**TASK PROMPT**. Provide the data again exactly, including every line that follows.

**EXERCISE MATERIALS**.

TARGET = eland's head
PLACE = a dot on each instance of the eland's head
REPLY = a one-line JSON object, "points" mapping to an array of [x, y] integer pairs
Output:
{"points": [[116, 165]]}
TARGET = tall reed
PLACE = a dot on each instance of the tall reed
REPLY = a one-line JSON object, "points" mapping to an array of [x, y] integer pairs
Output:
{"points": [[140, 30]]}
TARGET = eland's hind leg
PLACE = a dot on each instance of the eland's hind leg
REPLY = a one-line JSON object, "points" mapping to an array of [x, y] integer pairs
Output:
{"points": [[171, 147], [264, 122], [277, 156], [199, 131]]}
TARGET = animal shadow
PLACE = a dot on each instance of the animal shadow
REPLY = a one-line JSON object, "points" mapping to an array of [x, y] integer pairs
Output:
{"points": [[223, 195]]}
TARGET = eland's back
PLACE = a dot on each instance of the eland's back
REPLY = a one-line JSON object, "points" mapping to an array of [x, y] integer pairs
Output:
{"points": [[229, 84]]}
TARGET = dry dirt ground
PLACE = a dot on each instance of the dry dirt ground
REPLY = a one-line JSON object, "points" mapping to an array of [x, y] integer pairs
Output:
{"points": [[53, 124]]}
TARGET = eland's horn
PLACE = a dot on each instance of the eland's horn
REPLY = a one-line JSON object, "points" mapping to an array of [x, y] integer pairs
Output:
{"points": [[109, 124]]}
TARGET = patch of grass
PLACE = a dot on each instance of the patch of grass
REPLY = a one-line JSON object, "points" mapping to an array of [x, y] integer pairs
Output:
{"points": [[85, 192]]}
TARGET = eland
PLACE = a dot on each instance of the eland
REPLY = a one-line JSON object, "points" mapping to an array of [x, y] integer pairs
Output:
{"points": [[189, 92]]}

**RESPONSE TO THIS EXERCISE**.
TARGET = eland's head
PLACE = a dot on each instance of the eland's head
REPLY = a one-line JSON object, "points" mapping to an array of [x, y] integer pairs
Output:
{"points": [[116, 165]]}
TARGET = tall reed
PLACE = a dot on each instance of the tall reed
REPLY = a one-line JSON object, "points" mapping to an array of [x, y] integer pairs
Output:
{"points": [[140, 30]]}
TARGET = eland's hind leg
PLACE = a dot on each instance of the eland's hind leg
REPLY = a one-line JSON object, "points" mapping to an array of [x, y] integer pairs
Output:
{"points": [[171, 147], [264, 122], [277, 156], [199, 131]]}
TARGET = animal shadow
PLACE = a dot on each instance of the animal shadow
REPLY = a one-line JSON object, "points" mapping to an array of [x, y] integer pairs
Output:
{"points": [[223, 195]]}
TARGET = eland's back
PLACE = a dot on each instance of the eland's back
REPLY = a one-line JSON object, "points" mapping to an array of [x, y] integer pairs
Output:
{"points": [[229, 84]]}
TARGET = dry dirt ground
PLACE = a dot on each instance of the dry dirt ground
REPLY = a one-line JSON object, "points" mapping to an array of [x, y] integer pairs
Output:
{"points": [[53, 124]]}
TARGET = eland's horn
PLACE = a dot on each instance of the eland's horn
REPLY = a one-line JSON object, "points" mapping to an array of [x, y] integer pairs
Output:
{"points": [[109, 124]]}
TARGET = patch of grass
PLACE = a dot on each instance of the patch of grass
REPLY = a one-line JSON object, "points" mapping to an array of [x, y] integer pairs
Output:
{"points": [[85, 192]]}
TARGET = eland
PLACE = a dot on each instance of the eland
REPLY = a one-line JSON object, "points" mapping to an array of [x, y] integer pairs
Output:
{"points": [[189, 92]]}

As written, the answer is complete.